━━━ PROVIDED INFORMATION

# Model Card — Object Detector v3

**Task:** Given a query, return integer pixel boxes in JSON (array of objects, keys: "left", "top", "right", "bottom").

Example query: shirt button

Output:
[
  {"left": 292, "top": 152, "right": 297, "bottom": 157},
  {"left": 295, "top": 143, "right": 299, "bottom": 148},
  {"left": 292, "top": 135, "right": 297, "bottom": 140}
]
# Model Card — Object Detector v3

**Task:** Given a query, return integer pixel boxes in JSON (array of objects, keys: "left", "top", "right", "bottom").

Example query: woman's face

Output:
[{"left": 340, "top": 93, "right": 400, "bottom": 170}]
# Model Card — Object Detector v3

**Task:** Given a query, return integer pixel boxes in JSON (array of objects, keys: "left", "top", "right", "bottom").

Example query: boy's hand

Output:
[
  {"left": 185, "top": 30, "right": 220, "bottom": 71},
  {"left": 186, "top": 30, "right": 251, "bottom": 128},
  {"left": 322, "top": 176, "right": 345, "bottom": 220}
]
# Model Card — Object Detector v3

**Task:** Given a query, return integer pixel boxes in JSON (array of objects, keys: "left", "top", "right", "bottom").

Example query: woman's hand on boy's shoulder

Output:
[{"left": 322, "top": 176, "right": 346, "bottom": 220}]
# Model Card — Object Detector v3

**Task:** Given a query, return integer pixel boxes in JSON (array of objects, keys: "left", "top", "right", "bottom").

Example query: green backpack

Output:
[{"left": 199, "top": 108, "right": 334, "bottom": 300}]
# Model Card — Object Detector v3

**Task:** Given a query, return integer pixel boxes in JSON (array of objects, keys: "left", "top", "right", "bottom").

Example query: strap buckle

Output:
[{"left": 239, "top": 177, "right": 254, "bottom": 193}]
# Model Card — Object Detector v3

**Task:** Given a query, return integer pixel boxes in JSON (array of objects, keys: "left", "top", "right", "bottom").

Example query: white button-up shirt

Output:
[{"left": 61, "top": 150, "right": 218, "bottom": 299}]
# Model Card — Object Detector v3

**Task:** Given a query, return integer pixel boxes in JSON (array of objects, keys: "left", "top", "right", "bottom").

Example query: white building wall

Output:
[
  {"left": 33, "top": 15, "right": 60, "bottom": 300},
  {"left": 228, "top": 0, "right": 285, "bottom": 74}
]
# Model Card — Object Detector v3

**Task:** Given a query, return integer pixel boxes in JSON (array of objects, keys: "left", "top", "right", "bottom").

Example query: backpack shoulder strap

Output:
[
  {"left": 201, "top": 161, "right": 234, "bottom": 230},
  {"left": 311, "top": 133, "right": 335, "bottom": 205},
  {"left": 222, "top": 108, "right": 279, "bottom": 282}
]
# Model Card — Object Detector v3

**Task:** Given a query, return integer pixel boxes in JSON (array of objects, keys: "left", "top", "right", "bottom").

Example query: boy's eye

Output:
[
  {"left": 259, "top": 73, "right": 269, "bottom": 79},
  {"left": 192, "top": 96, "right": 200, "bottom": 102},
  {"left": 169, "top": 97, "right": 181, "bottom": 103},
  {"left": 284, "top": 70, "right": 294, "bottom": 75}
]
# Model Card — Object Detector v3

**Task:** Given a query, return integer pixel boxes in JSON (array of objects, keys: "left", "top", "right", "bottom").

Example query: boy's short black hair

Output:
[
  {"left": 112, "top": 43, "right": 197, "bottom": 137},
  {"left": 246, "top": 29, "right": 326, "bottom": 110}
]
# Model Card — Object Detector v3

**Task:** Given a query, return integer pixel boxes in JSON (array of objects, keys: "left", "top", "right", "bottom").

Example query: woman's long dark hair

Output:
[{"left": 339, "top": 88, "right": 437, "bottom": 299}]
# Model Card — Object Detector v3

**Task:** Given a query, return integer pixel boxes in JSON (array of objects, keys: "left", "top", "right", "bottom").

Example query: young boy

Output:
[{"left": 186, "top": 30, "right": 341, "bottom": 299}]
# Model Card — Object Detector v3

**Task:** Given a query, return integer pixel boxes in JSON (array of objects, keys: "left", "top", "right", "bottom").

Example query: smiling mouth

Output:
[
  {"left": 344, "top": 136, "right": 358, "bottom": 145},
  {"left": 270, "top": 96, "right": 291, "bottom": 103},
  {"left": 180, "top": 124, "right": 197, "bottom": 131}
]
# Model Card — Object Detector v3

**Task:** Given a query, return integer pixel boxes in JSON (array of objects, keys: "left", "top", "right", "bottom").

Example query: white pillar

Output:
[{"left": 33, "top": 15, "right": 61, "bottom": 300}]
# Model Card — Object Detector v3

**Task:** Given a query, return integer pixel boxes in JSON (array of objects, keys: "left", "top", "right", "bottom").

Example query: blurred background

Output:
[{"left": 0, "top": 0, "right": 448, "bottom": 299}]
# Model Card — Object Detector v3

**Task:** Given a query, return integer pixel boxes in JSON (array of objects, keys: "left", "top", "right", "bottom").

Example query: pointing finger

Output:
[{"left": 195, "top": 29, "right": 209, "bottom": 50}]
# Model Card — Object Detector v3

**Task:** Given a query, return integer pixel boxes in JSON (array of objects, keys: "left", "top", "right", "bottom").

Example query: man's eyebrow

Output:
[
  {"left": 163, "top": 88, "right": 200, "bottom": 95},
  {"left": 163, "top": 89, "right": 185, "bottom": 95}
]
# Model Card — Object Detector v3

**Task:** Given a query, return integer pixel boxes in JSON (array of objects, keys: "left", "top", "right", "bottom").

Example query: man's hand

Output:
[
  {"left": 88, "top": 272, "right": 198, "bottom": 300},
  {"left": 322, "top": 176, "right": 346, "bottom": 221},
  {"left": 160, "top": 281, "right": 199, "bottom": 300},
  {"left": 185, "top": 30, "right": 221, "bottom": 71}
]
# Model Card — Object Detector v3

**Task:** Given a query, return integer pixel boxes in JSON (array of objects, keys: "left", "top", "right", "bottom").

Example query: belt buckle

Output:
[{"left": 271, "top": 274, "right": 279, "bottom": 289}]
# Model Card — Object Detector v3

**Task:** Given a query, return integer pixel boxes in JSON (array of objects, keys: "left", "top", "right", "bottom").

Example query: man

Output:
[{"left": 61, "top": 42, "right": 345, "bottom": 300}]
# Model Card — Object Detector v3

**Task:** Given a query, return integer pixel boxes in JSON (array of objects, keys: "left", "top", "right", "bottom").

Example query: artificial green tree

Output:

━━━━━━

* EXERCISE
The required result is an identical copy of the records above.

* ANSWER TO THIS EXERCISE
# Model Card — Object Detector v3

**Task:** Given a query, return integer pixel boxes in JSON (array of objects, keys: "left", "top", "right", "bottom").

Example query: shirt button

Output:
[
  {"left": 292, "top": 152, "right": 297, "bottom": 157},
  {"left": 295, "top": 143, "right": 299, "bottom": 148},
  {"left": 292, "top": 135, "right": 297, "bottom": 140}
]
# Model Card — Object Detector v3

**Task:** Given a query, return integer pixel boxes in JSON (array of objects, keys: "left", "top", "right", "bottom").

Example query: woman's face

Output:
[{"left": 340, "top": 93, "right": 400, "bottom": 170}]
# Model Card — Object Detector v3

**Task:** Given a query, return integer pixel boxes in JSON (array of objects, keys: "left", "top", "right", "bottom").

Example query: boy's hand

Output:
[
  {"left": 185, "top": 30, "right": 220, "bottom": 71},
  {"left": 186, "top": 30, "right": 251, "bottom": 128},
  {"left": 322, "top": 176, "right": 345, "bottom": 220}
]
# Model Card — Object Detector v3

**Task:** Given a query, return integer pixel boxes in JSON (array of objects, keys: "left", "top", "right", "bottom").

Example query: woman's hand on boy's shoulder

Output:
[{"left": 322, "top": 176, "right": 346, "bottom": 220}]
# Model Card — Object Detector v3

**Task:** Given a query, return integer pixel boxes in JSON (array of objects, keys: "left", "top", "right", "bottom").

Example query: green backpack

Output:
[{"left": 199, "top": 108, "right": 334, "bottom": 300}]
# Model Card — Object Detector v3

**Task:** Given a query, return integer pixel boxes in JSON (array of objects, keys: "left", "top", "right", "bottom").

Example query: strap buckle

Output:
[{"left": 239, "top": 177, "right": 254, "bottom": 193}]
# Model Card — Object Detector v3

**Task:** Given a query, return integer pixel boxes in JSON (array of objects, keys: "left", "top", "right", "bottom").

Example query: white button-up shirt

Output:
[{"left": 61, "top": 150, "right": 218, "bottom": 299}]
# Model Card — Object Detector v3

**Task:** Given a query, return integer pixel boxes in JSON (array of objects, keys: "left", "top", "right", "bottom").

Example query: white building wall

Output:
[
  {"left": 33, "top": 15, "right": 60, "bottom": 300},
  {"left": 228, "top": 0, "right": 285, "bottom": 74}
]
# Model Card — Object Detector v3

**Task:** Given a query, return integer pixel boxes in JSON (array of objects, keys: "left", "top", "right", "bottom").

Example query: backpack shoulder strap

Output:
[
  {"left": 201, "top": 161, "right": 234, "bottom": 230},
  {"left": 311, "top": 133, "right": 335, "bottom": 205},
  {"left": 222, "top": 108, "right": 279, "bottom": 282}
]
# Model Card — Object Detector v3

**Task:** Given a query, return integer pixel boxes in JSON (array of objects, keys: "left", "top", "right", "bottom").

Example query: boy's eye

Output:
[
  {"left": 259, "top": 73, "right": 269, "bottom": 79},
  {"left": 192, "top": 96, "right": 200, "bottom": 102},
  {"left": 169, "top": 97, "right": 181, "bottom": 103},
  {"left": 284, "top": 70, "right": 294, "bottom": 75}
]
# Model Card — Object Detector v3

**Task:** Given a query, return integer pixel boxes in JSON (array of objects, keys: "left", "top", "right", "bottom").

Example query: boy's short black hair

Output:
[
  {"left": 112, "top": 43, "right": 197, "bottom": 137},
  {"left": 246, "top": 29, "right": 326, "bottom": 110}
]
# Model Card — Object Detector v3

**Task:** Given a query, return integer pixel boxes in JSON (array of objects, keys: "left", "top", "right", "bottom").

Example query: woman's long dark hair

Output:
[{"left": 339, "top": 88, "right": 437, "bottom": 299}]
# Model Card — Object Detector v3

**Task:** Given a query, return integer pixel boxes in JSON (array of objects, keys: "left", "top", "right", "bottom").

Example query: young boy

Output:
[{"left": 186, "top": 30, "right": 341, "bottom": 299}]
# Model Card — Object Detector v3

**Task:** Given a query, return integer pixel boxes in JSON (array of objects, keys: "left", "top", "right", "bottom").

Example query: smiling mouth

Output:
[
  {"left": 344, "top": 136, "right": 358, "bottom": 145},
  {"left": 270, "top": 96, "right": 291, "bottom": 103},
  {"left": 180, "top": 124, "right": 197, "bottom": 131}
]
# Model Card — Object Detector v3

**Task:** Given a query, return integer pixel boxes in JSON (array of objects, keys: "left", "top", "right", "bottom").

Example query: white pillar

Output:
[{"left": 33, "top": 15, "right": 61, "bottom": 300}]
# Model Card — Object Detector v3

**Task:** Given a query, return integer pixel boxes in JSON (array of objects, keys: "left", "top", "right", "bottom").

Example query: blurred background

Output:
[{"left": 0, "top": 0, "right": 448, "bottom": 299}]
# Model Card — Object Detector v3

**Task:** Given a query, return integer pixel boxes in JSON (array of objects, keys: "left", "top", "right", "bottom").

Example query: pointing finger

Output:
[{"left": 195, "top": 29, "right": 209, "bottom": 50}]
# Model Card — Object Detector v3

**Task:** Given a query, return integer pixel boxes in JSON (array of objects, keys: "left", "top", "right", "bottom").

Example query: man's eyebrow

Output:
[
  {"left": 163, "top": 88, "right": 200, "bottom": 95},
  {"left": 163, "top": 89, "right": 185, "bottom": 95}
]
# Model Card — Object Detector v3

**Task:** Given a query, return integer pixel boxes in JSON (array of objects, keys: "left", "top", "right", "bottom").

Example query: man's hand

Output:
[
  {"left": 88, "top": 272, "right": 198, "bottom": 300},
  {"left": 322, "top": 176, "right": 346, "bottom": 221},
  {"left": 160, "top": 281, "right": 199, "bottom": 300},
  {"left": 185, "top": 30, "right": 221, "bottom": 71}
]
# Model Card — Object Detector v3

**Task:** Given a query, return integer pixel boxes in JSON (array of objects, keys: "left", "top", "right", "bottom").

Example query: belt buckle

Output:
[{"left": 271, "top": 274, "right": 279, "bottom": 289}]
# Model Card — Object Detector v3

**Task:** Given a query, return integer pixel boxes in JSON (array of objects, keys: "left", "top", "right", "bottom").

Example query: man

Output:
[{"left": 61, "top": 42, "right": 345, "bottom": 300}]
# Model Card — Object Detector v3

**Task:** Given a query, return integer pixel boxes in JSON (array of objects, keys: "left", "top", "right", "bottom").

Example query: artificial green tree

Output:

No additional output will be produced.